▶ **Task description**: Write out exactly the lines from the one containing "Points | one" through the last line of the records below, and no others.
Start of Excerpted data
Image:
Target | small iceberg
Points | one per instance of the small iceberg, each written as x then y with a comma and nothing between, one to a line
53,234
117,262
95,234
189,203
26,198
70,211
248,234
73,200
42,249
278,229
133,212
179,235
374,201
End of Excerpted data
▶ **Your response**:
Points | one per instance of the small iceberg, each written as x then y with a comma and nothing between, one to a line
53,234
117,262
95,234
189,203
26,198
70,211
248,234
73,200
42,249
278,229
133,212
179,235
374,201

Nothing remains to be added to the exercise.